◆ Recorded data:

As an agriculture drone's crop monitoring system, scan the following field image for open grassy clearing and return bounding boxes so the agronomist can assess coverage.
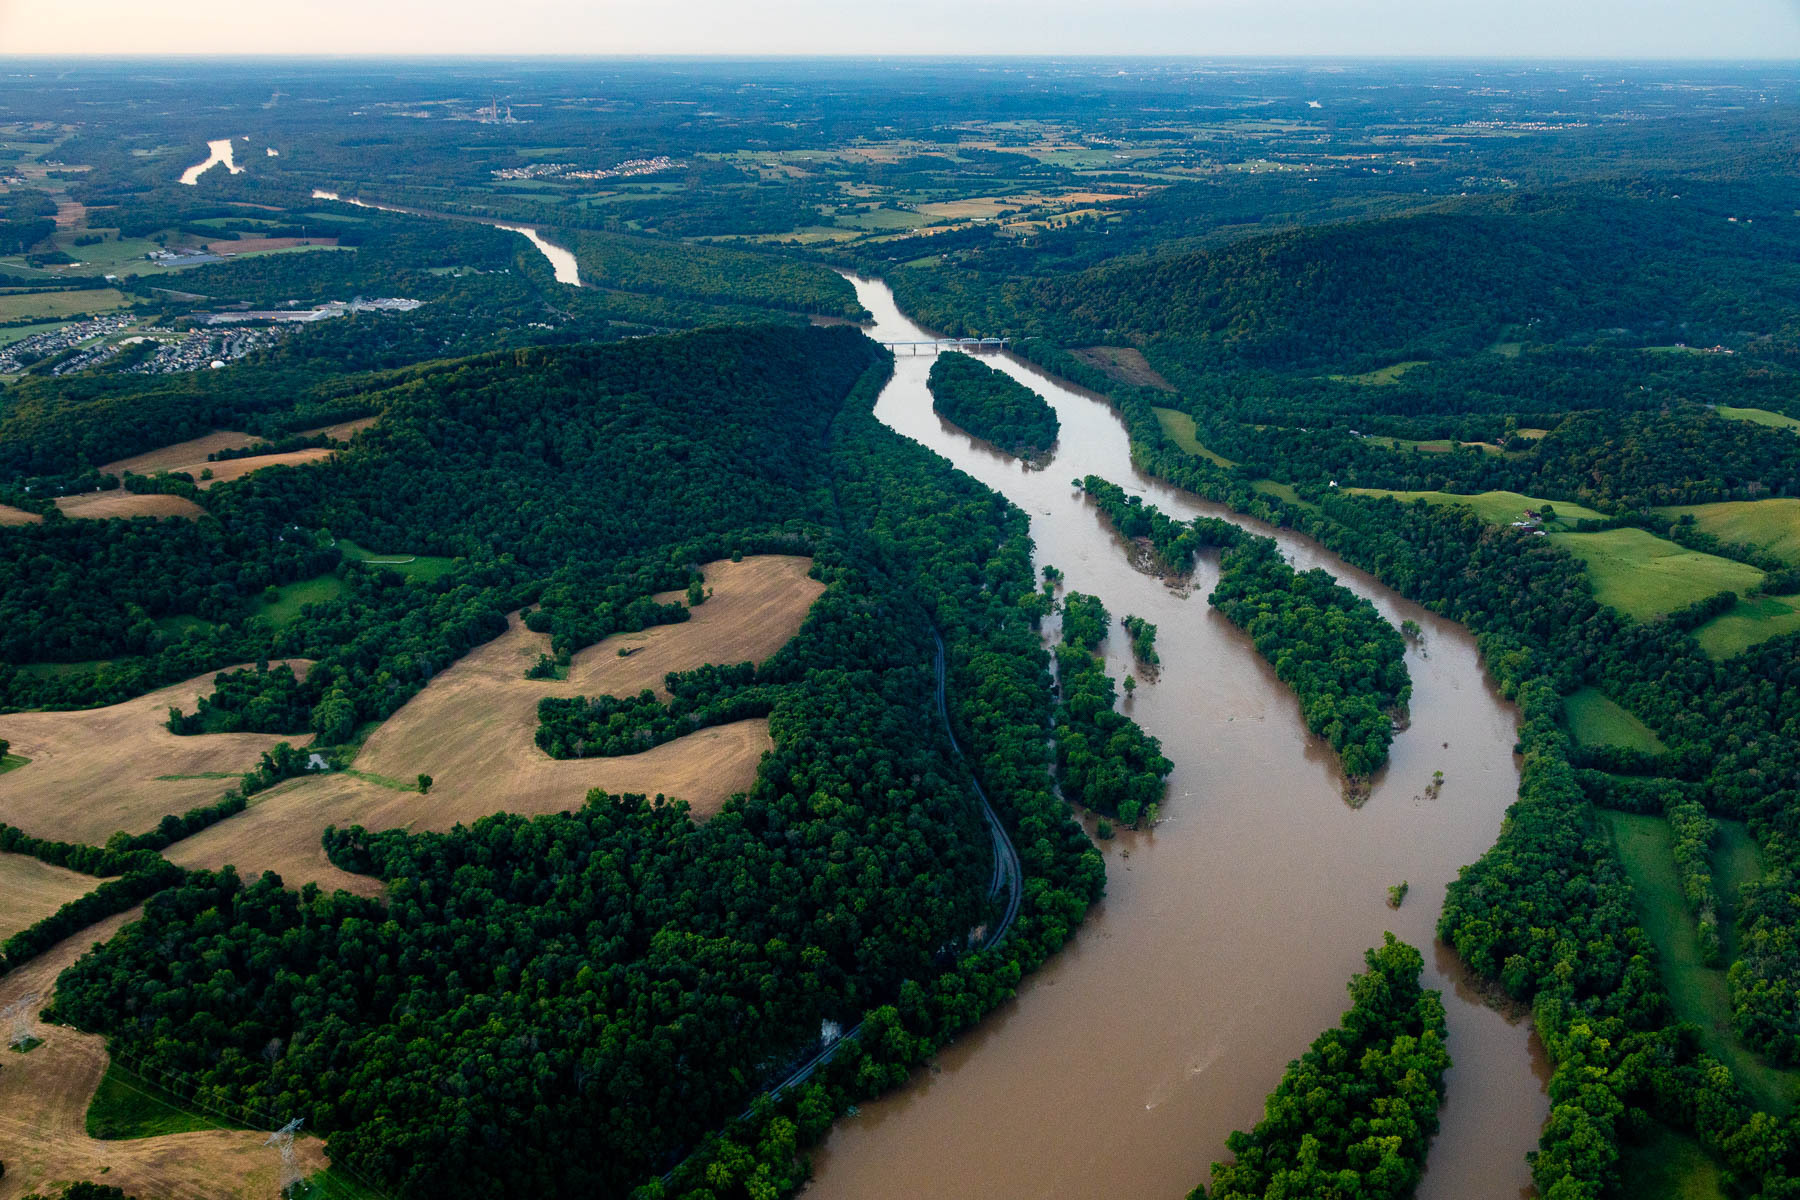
[257,574,350,626]
[1250,479,1316,510]
[1605,811,1800,1113]
[0,503,42,525]
[1073,345,1172,390]
[1547,527,1765,621]
[0,661,314,846]
[0,287,130,321]
[1715,406,1800,433]
[0,851,99,942]
[1153,407,1236,467]
[165,557,824,892]
[1379,436,1507,455]
[53,233,175,274]
[1616,1124,1729,1200]
[0,906,326,1200]
[1328,360,1429,385]
[86,1059,242,1139]
[0,752,27,774]
[203,237,340,254]
[335,538,457,581]
[1659,498,1800,566]
[1717,819,1766,963]
[1564,686,1666,753]
[1348,488,1605,529]
[53,491,207,520]
[1694,593,1800,660]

◆ Task goal: Set the entries down again exactly. Do not include the images.

◆ Answer area:
As an agriculture drone's crop monitoring system, scan the following field image for open grassy clearing and return bounding boxes so the agronomist can assess coverage.
[257,574,350,626]
[1250,479,1316,510]
[1605,811,1800,1113]
[0,503,42,525]
[1073,345,1172,390]
[1547,527,1765,621]
[0,661,314,846]
[0,287,130,321]
[1715,406,1800,433]
[0,851,99,942]
[1153,407,1236,467]
[165,557,824,892]
[1379,436,1507,455]
[53,233,175,274]
[1616,1124,1729,1200]
[0,906,326,1200]
[1328,360,1429,385]
[86,1059,242,1139]
[0,752,27,774]
[203,237,340,254]
[335,538,457,581]
[1659,498,1800,566]
[1717,819,1766,963]
[1564,686,1666,753]
[1348,488,1605,529]
[53,491,207,520]
[1694,593,1800,660]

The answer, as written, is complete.